TEXT BLOCK:
The EIA report also showed crude exports fell to the lowest since October 2018, helping bring the U.S. back to being a net petroleum importer for the first time since September. Meanwhile, distillate stockpiles, which had been declining at a fairly steady clip, rose the most since May as diesel demand fell.

Still, moves along the forward curve continue to signal expectations for an improving supply and demand picture. Brent’s nearest contract moved back to trading at a premium to the following month, while the spread between the closest December contract and December 2022 also trades in a bullish backwardation structure.

In physical oil markets, demand from Asian buyers appears robust for now. Indian Oil Corp. issued another tender for prompt cargoes of Middle Eastern crude, while China’s teapots have been buying crude from as far afield as the North Sea for arrival early next year. Outside of Asia, Brazil remains a lone bright for demand, with fuel demand expected to surpass 2019 levels.

Other oil-market news:

  • Egypt has bought more derivative contracts to protect itself against an increase in oil costs, as some importers seek to take advantage of this year’s price rout.
  • Trafigura Group Ltd. racked up record annual trading profits, demonstrating how the global disruption caused by the coronavirus was a boon for dealers of commodities from crude to copper.
  • The United Arab Emirates awarded oil-exploration rights to Occidental Petroleum Corp., moving quickly to expand output capacity just a week after the country clashed with its OPEC partners over production limits.

INPUT DATA:

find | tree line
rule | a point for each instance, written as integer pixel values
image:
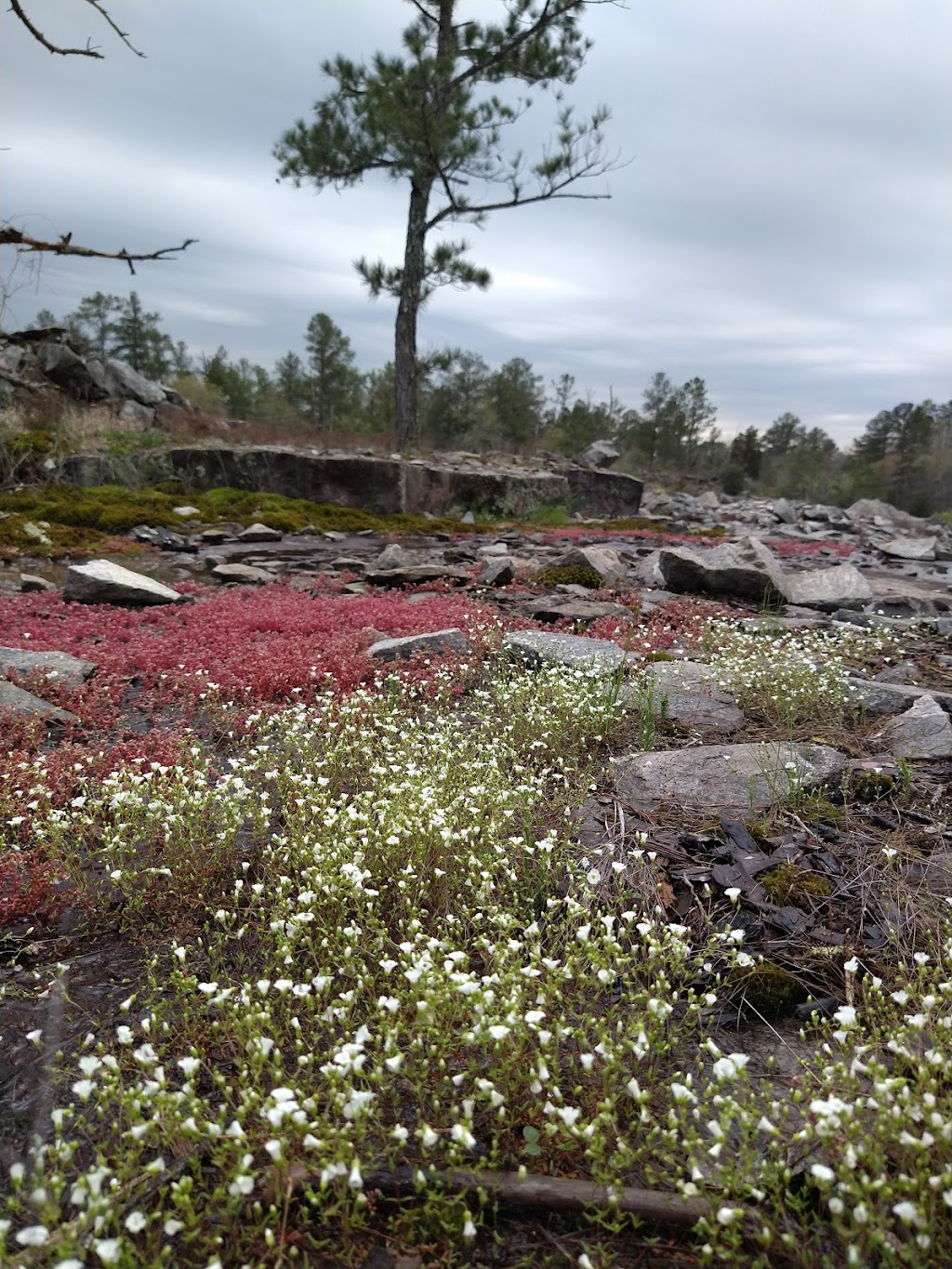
(904, 455)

WHAT THIS EXERCISE ASKS:
1 > Copy the oil-market text word for word from "Still, moves along" to "surpass 2019 levels.".
2 > Condense the paragraph of the oil-market text beginning "Still, moves along the forward curve" into a shorter version that keeps its main facts.

TASK RESULTS:
1 >
Still, moves along the forward curve continue to signal expectations for an improving supply and demand picture. Brent’s nearest contract moved back to trading at a premium to the following month, while the spread between the closest December contract and December 2022 also trades in a bullish backwardation structure.

In physical oil markets, demand from Asian buyers appears robust for now. Indian Oil Corp. issued another tender for prompt cargoes of Middle Eastern crude, while China’s teapots have been buying crude from as far afield as the North Sea for arrival early next year. Outside of Asia, Brazil remains a lone bright for demand, with fuel demand expected to surpass 2019 levels.

2 > Forward-curve moves still signal expectations of a better supply and demand picture. Brent's nearest contract is again trading at a premium to the following month. The spread between the closest December contract and December 2022 is in a bullish backwardation structure.